>>>>
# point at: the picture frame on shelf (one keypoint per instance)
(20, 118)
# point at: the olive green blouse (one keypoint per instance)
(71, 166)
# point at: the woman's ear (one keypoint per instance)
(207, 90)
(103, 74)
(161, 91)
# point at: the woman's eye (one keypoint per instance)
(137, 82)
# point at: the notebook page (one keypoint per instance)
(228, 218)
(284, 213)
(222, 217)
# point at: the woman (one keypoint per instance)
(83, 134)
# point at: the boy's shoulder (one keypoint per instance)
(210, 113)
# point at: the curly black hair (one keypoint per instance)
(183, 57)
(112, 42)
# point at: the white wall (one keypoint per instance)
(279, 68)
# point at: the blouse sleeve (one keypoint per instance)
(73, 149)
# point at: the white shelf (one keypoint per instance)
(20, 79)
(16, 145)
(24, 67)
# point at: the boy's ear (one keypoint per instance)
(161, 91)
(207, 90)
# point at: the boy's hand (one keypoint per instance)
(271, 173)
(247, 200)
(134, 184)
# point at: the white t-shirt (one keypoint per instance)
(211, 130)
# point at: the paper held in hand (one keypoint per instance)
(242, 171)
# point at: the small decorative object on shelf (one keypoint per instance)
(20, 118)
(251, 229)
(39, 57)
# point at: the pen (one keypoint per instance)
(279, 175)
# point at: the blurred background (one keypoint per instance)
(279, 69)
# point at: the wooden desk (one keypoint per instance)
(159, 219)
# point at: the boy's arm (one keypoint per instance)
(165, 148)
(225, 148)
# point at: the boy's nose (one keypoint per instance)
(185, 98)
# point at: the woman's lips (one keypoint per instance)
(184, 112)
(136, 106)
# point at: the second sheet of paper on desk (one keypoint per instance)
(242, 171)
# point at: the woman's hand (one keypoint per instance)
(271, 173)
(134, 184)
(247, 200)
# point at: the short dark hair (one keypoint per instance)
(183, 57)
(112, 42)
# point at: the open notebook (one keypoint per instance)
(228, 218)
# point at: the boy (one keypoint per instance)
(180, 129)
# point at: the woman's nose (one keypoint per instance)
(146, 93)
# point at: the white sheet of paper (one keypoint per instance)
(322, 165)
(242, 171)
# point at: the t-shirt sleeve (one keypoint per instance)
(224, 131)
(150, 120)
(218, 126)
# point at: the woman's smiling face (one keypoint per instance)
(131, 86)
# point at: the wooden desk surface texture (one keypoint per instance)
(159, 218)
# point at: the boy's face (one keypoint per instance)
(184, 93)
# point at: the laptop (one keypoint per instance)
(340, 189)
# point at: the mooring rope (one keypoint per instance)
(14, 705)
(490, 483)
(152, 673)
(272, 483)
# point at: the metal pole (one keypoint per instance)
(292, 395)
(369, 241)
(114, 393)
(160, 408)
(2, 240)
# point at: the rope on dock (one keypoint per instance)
<<<<
Exercise goal:
The entries above must each be repeated exactly.

Exercise output:
# point at: the picture frame on shelf (one keypoint per instance)
(20, 118)
# point at: the olive green blouse (one keypoint per instance)
(71, 166)
# point at: the woman's ear (one keypoint per instance)
(207, 90)
(103, 74)
(161, 91)
# point at: the woman's eye (one keypoint per instance)
(137, 82)
# point at: the notebook page (one keypoint per instance)
(228, 218)
(284, 213)
(222, 217)
# point at: the woman (one keypoint per instance)
(83, 134)
# point at: the boy's shoulder (one keypoint per instance)
(210, 113)
# point at: the curly black hair (one keypoint per instance)
(183, 57)
(112, 42)
# point at: the white wall (one keypoint per instance)
(279, 68)
# point at: the blouse sleeve (one keypoint per instance)
(73, 149)
# point at: the white shelf (one keypoint per instance)
(20, 79)
(16, 145)
(24, 67)
# point at: the boy's ear (one keypoint per instance)
(161, 91)
(207, 90)
# point at: the boy's hand (one keypoint per instance)
(271, 173)
(247, 200)
(134, 184)
# point at: the white t-shirt (one keypoint per instance)
(211, 130)
# point at: the paper held in hand (one keypoint per instance)
(242, 171)
# point at: the small decorative object on shelf (one keypoint per instance)
(20, 118)
(251, 229)
(39, 57)
# point at: the pen (one keypoint per instance)
(279, 175)
# point at: the blurred background (one keypoint per instance)
(279, 69)
# point at: the wooden desk (one keypoint per instance)
(159, 219)
# point at: the boy's arm (one keypoint per instance)
(165, 148)
(225, 148)
# point at: the boy's nose (one keypoint per instance)
(185, 98)
# point at: the woman's lips (one keypoint per instance)
(184, 112)
(136, 106)
# point at: the second sheet of paper on desk (one keypoint per instance)
(242, 171)
# point at: the woman's hand (one keypoint per instance)
(271, 173)
(134, 184)
(247, 200)
# point at: the short dark hair (one keypoint per instance)
(183, 57)
(112, 42)
# point at: the open notebook (one keypoint per instance)
(228, 218)
# point at: the boy (one keypoint per instance)
(180, 129)
# point at: the woman's nose (one keypoint per instance)
(146, 93)
# point at: the white sheet of paper (one keypoint per instance)
(322, 165)
(242, 171)
# point at: the t-shirt sleeve (one keypoint per instance)
(224, 131)
(150, 120)
(218, 126)
# point at: the woman's smiling face (one keypoint per instance)
(131, 86)
# point at: the wooden desk surface texture (one keypoint per instance)
(159, 218)
# point at: the boy's face (one keypoint per instance)
(184, 93)
# point at: the laptop (one keypoint per instance)
(340, 189)
# point at: the mooring rope (one keypoint per instance)
(14, 705)
(490, 483)
(152, 673)
(272, 483)
# point at: the metal pole (one keypoint per instance)
(292, 395)
(369, 241)
(114, 393)
(160, 408)
(2, 240)
# point at: the rope on dock (one keypoint per instance)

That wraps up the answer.